List every step that the passage on the real estate bubble debate says is needed to answer whether the sector is in a bubble.

Excerpt provided:
==========

There has been
a debate lately about whether the real estate sector is going through a bubble
that will end in disaster (as advocated by some economists) or is growing
normally and responding to real demand (as advocated by developers). To answer
that we need to look at the bigger picture of the sector and assess the bubble
concern from a strategic standpoint, forecast how this issue will unfold and
identify how best to deal with it.
Looking at the
bigger picture of the sector, there are six key points that are worth
highlighting.
First, real
estate is a very important sector for the economy, where real
estate properties represent around a third to half of Egyptian families’ wealth
at middle and high income classes and even more than that for lower-income
classes. In addition, real estate companies publicly listed on the Egyptian
stock exchange have witnessed a double-digit growth in their revenues
supporting their market capitalizations. On a macro level, the real estate
sector has been growing at more than 20% lately and its overall contribution to
GDP has exceeded 10%.

==========

Data provided:
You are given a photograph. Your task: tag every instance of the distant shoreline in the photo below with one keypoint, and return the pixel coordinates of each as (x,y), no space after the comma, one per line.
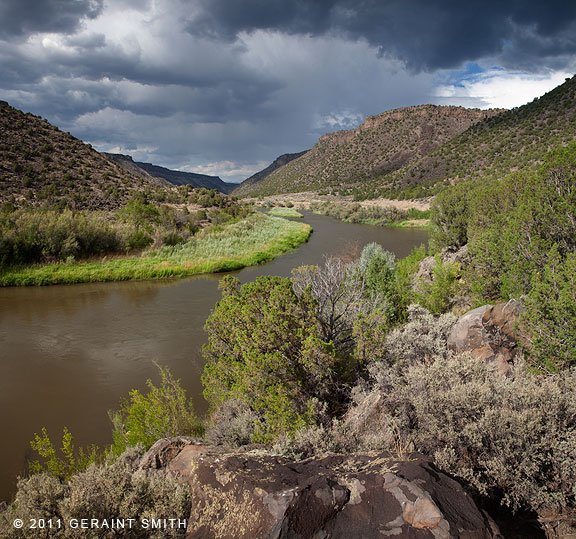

==========

Final result:
- Look at the bigger picture of the sector
- Assess the bubble concern from a strategic standpoint
- Forecast how this issue will unfold
- Identify how best to deal with it